Assignment
When the line with "Objective — one point on each instance of the brick" appears below, start repeating lines exactly, and keep going through the line with "Objective — one point on each instance of the chimney"; add nothing outside that span.

Listed entries
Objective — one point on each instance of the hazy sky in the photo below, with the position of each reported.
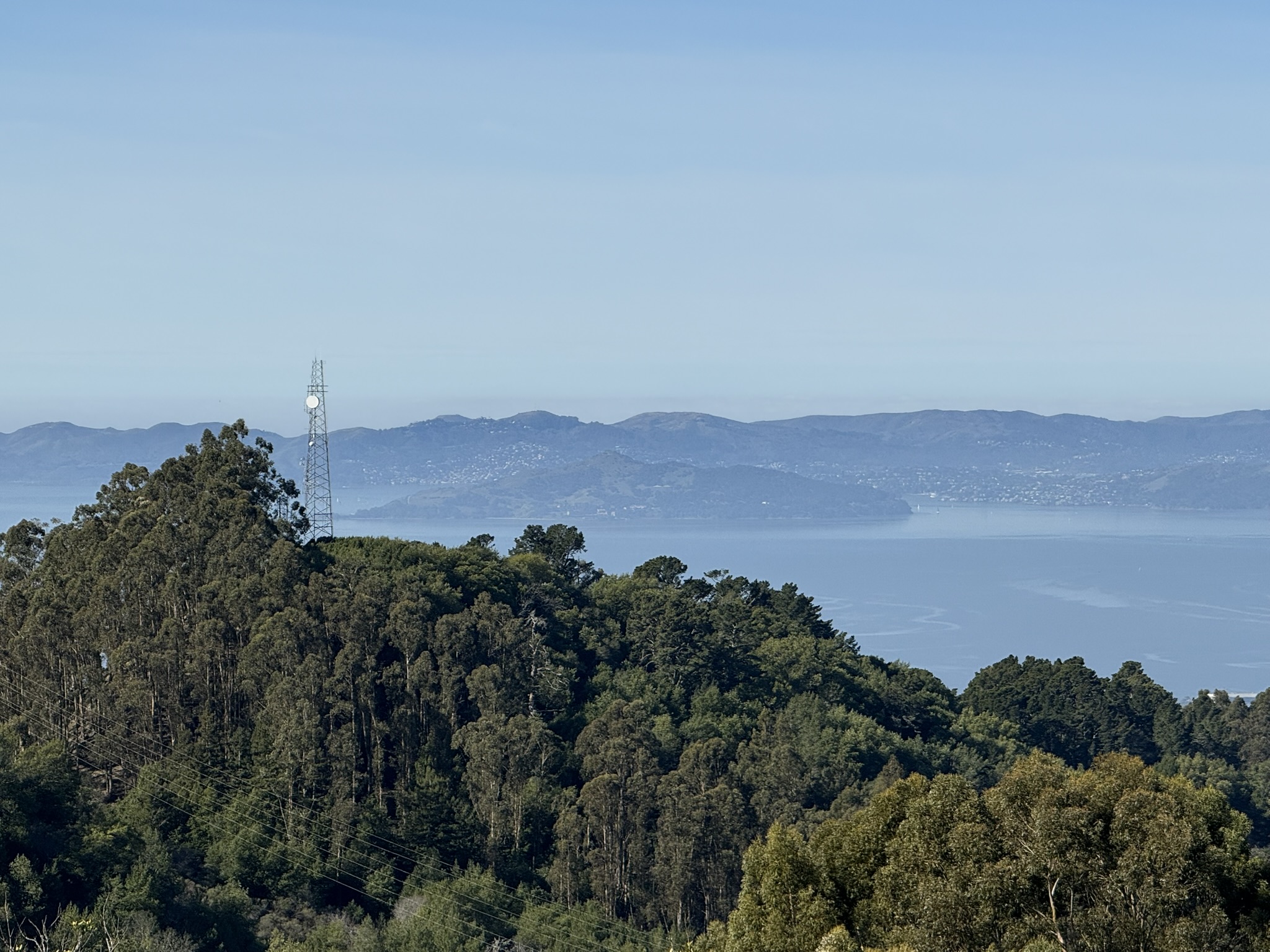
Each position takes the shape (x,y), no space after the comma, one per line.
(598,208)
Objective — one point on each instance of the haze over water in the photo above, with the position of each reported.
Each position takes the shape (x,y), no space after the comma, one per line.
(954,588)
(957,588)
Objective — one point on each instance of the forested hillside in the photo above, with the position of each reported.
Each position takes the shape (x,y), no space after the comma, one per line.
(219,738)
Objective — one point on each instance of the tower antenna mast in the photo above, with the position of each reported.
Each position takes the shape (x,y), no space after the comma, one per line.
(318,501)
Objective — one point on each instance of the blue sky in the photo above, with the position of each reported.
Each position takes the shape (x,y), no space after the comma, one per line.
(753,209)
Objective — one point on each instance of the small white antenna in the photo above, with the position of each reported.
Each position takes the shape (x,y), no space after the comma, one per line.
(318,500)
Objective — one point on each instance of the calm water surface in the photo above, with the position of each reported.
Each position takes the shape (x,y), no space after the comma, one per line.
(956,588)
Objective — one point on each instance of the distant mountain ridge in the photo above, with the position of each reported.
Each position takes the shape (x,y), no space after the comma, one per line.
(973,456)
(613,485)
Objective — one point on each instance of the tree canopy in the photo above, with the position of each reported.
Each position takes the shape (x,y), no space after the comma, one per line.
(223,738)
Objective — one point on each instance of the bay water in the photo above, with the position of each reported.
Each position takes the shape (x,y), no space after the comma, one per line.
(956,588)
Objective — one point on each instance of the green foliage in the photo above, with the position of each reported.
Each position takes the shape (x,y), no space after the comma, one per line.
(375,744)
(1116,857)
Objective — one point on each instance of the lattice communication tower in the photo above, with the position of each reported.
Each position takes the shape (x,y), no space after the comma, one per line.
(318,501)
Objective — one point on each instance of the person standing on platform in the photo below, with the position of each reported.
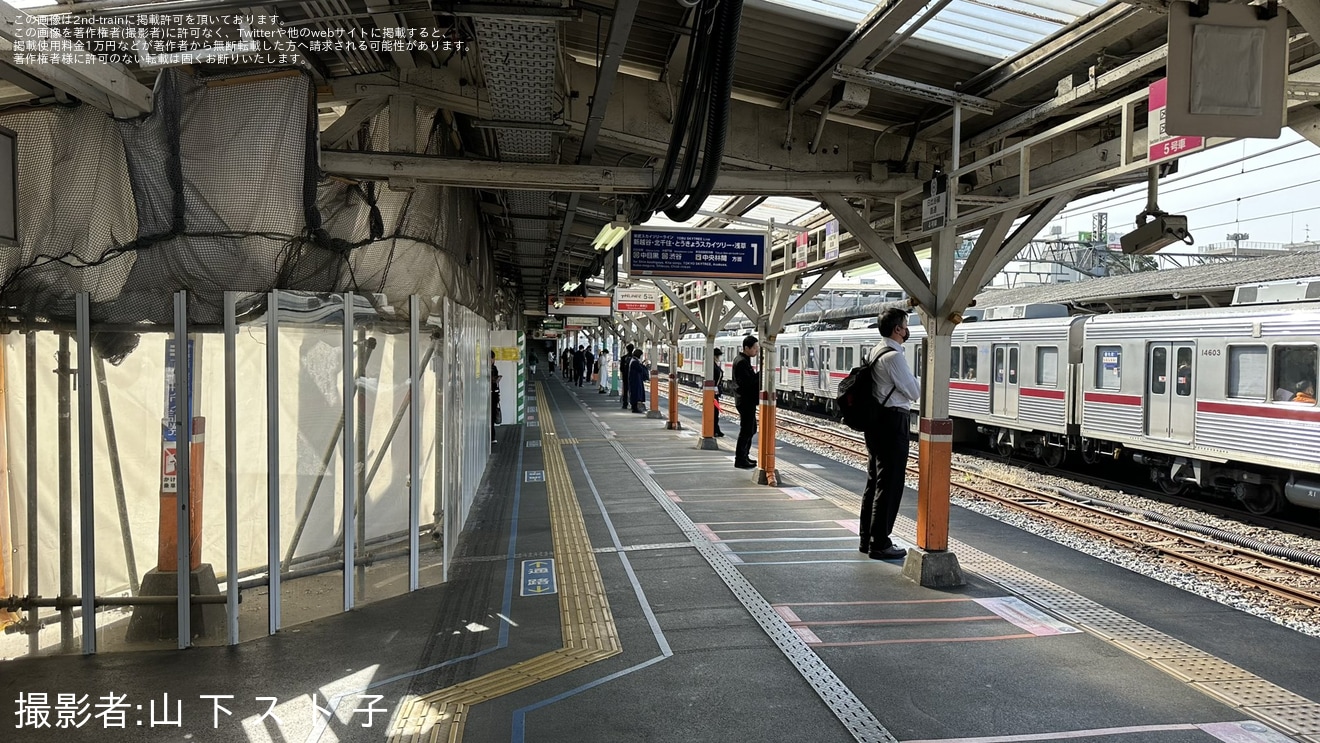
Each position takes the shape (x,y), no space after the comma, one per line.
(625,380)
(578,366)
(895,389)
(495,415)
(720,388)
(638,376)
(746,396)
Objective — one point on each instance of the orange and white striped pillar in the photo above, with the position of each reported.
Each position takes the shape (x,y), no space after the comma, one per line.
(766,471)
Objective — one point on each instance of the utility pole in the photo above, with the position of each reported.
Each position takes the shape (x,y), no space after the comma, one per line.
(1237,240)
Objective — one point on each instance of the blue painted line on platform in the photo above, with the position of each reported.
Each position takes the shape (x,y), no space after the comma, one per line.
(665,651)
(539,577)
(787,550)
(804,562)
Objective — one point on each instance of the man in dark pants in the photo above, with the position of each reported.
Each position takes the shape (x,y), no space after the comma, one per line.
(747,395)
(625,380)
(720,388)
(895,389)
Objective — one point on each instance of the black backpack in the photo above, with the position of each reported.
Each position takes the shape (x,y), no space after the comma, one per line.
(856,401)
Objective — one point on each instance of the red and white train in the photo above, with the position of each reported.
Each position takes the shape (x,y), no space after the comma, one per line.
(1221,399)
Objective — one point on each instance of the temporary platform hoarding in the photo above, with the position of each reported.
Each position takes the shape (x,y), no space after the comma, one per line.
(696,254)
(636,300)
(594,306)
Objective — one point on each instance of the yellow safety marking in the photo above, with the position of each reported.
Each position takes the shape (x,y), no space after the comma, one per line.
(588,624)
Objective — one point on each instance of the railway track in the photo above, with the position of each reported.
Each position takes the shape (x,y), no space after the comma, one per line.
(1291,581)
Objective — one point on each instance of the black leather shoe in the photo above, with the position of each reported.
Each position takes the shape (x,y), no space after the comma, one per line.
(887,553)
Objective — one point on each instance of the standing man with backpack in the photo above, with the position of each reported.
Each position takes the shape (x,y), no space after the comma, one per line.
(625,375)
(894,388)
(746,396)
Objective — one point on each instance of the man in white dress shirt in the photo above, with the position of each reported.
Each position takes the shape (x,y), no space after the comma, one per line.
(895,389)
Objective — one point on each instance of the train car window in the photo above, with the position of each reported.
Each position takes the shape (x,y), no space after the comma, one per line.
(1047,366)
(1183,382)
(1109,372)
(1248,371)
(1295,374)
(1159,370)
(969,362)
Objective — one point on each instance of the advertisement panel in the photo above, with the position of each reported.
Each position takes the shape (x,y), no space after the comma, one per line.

--

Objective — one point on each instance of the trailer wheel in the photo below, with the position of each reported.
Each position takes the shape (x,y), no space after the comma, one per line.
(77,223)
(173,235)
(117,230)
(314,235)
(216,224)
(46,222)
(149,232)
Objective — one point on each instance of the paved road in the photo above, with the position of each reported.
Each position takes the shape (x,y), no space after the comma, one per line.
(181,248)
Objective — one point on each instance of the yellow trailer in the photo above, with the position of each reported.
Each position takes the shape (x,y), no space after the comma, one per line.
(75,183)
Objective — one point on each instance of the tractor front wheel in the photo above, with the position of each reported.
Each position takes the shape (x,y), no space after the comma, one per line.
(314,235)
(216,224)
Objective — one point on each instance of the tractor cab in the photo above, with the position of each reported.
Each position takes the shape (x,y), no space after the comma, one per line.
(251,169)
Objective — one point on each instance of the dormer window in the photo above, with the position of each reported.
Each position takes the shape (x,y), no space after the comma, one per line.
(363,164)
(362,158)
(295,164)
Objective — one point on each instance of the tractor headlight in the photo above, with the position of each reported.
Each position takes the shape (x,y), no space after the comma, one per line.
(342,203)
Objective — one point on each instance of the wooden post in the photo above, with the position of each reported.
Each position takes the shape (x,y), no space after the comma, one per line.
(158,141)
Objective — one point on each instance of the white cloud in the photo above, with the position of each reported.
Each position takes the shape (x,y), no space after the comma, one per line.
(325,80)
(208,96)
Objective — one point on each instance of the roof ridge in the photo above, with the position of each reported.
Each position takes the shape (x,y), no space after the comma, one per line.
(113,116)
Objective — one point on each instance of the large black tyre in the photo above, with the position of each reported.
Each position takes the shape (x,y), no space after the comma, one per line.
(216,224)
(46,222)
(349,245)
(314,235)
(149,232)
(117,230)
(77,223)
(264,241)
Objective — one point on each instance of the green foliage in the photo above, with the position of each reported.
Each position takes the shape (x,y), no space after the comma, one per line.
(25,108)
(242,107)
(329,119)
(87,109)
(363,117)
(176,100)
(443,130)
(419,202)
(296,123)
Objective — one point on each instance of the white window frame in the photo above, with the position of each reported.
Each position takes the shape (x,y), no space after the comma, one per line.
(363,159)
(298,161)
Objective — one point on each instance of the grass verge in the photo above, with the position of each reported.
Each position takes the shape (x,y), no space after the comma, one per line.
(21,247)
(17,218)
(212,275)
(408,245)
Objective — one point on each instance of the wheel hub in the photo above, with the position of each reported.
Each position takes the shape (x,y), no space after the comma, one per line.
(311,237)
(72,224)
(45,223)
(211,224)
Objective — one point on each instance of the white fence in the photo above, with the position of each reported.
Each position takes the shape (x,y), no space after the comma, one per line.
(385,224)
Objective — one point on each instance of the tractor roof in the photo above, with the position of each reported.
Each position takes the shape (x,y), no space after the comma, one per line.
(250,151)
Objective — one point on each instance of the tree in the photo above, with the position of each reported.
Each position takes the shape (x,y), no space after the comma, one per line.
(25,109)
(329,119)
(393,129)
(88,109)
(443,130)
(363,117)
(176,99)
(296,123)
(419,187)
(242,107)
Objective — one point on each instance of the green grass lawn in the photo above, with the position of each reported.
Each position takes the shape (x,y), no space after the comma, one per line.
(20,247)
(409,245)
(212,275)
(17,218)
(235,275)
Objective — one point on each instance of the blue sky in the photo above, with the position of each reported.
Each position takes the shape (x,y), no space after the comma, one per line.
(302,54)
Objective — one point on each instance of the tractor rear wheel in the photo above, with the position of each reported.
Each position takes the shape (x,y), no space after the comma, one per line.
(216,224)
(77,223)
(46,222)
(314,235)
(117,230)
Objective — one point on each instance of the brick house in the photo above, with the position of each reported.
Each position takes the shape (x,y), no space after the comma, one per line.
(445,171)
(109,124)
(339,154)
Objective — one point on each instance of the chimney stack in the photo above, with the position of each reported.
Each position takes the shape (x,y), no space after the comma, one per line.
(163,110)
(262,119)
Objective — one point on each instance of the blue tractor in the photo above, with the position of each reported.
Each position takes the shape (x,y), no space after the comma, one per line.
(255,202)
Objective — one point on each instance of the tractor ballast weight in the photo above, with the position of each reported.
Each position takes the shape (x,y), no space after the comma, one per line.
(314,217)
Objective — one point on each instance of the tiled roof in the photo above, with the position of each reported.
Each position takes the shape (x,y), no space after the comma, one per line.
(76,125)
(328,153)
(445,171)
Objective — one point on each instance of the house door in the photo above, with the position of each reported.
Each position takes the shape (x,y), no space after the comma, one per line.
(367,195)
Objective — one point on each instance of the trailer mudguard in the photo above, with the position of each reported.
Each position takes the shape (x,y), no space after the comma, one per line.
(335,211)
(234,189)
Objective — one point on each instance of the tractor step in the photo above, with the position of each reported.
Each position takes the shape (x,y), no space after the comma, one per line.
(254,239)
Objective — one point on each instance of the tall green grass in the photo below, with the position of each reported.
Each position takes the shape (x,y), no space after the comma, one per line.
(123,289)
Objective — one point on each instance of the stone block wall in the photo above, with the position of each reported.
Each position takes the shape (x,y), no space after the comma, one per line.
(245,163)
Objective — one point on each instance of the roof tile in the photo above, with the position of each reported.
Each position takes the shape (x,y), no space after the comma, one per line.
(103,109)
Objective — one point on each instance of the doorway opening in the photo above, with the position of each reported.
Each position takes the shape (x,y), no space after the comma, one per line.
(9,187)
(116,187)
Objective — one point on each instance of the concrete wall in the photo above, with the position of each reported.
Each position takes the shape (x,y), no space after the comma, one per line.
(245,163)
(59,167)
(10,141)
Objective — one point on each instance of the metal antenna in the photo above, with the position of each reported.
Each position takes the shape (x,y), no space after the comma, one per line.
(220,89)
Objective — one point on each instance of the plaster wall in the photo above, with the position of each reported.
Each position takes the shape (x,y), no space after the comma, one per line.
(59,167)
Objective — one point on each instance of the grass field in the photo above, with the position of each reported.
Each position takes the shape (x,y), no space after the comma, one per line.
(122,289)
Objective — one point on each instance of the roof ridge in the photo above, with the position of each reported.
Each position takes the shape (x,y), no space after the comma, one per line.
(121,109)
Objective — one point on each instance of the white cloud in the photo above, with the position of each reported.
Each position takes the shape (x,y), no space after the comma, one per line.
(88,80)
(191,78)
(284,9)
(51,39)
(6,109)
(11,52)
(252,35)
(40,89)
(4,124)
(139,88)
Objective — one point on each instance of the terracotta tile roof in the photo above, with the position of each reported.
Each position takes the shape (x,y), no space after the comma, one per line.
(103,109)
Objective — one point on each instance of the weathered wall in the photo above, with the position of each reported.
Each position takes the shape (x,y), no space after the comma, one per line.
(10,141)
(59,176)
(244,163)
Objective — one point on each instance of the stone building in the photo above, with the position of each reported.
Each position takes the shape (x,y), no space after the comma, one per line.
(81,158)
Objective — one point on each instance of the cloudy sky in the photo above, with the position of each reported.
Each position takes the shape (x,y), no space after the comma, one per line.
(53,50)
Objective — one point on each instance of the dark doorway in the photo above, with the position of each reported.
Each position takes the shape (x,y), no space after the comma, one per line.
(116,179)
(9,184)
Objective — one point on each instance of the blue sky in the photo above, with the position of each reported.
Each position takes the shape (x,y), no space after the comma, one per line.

==

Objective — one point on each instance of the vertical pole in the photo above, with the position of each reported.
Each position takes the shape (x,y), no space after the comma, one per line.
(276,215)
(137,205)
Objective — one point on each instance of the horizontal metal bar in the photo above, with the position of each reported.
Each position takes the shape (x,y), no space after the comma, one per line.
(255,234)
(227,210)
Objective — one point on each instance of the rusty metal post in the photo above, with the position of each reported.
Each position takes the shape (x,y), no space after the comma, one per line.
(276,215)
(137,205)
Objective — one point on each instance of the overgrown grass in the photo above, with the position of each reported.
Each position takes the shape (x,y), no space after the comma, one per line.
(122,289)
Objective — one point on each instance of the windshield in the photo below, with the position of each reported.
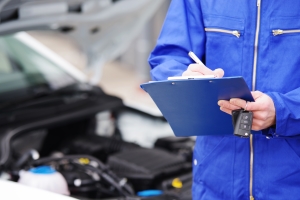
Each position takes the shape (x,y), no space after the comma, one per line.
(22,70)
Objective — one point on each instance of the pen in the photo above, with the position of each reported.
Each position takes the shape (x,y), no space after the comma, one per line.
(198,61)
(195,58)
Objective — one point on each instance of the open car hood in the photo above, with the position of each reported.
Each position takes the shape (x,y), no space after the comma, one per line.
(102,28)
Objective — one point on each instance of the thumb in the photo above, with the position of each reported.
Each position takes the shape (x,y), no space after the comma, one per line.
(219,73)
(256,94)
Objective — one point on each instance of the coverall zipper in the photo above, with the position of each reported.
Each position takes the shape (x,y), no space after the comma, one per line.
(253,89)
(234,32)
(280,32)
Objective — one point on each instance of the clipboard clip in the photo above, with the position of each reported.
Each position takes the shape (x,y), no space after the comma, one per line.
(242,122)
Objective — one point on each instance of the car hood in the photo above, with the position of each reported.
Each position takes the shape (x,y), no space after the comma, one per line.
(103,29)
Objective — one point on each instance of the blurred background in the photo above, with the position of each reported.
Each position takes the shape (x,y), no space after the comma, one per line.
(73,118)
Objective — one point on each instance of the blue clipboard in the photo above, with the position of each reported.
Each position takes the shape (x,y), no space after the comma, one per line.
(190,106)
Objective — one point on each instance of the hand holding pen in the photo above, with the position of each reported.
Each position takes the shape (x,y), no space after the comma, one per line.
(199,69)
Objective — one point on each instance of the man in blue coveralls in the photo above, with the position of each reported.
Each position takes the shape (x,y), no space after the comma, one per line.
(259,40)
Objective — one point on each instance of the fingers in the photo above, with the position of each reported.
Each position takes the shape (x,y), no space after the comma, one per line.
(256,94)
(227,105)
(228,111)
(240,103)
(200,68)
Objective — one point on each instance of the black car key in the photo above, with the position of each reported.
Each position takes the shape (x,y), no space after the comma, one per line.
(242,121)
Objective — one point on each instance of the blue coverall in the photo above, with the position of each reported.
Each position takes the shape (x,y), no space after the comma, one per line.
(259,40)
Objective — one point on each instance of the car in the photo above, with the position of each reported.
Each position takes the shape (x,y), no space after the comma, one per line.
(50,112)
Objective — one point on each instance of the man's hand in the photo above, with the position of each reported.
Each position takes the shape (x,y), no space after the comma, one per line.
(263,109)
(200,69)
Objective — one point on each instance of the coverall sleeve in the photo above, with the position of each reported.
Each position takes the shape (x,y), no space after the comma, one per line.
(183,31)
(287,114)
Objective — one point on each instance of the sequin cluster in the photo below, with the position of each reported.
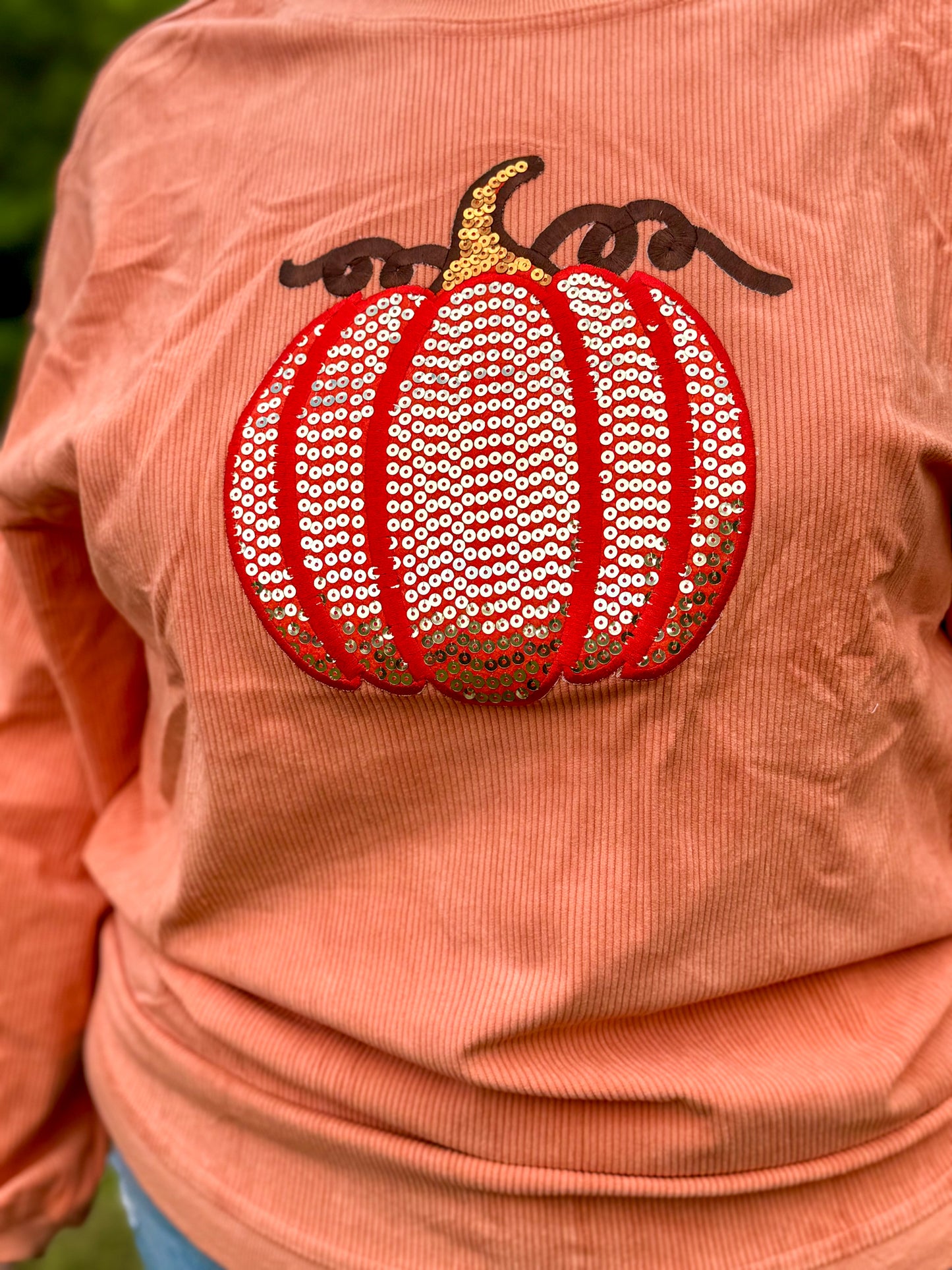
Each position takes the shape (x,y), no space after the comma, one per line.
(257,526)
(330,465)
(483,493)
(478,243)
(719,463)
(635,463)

Exercise output
Objective — one point on each instance of the brick house in the photo above, with the position of each reported.
Each position takes the shape (x,y), no space after the comma, one per line.
(445,171)
(109,124)
(339,154)
Objective — one point on each instance of the chimney stack in the photo above, with the position of each reported.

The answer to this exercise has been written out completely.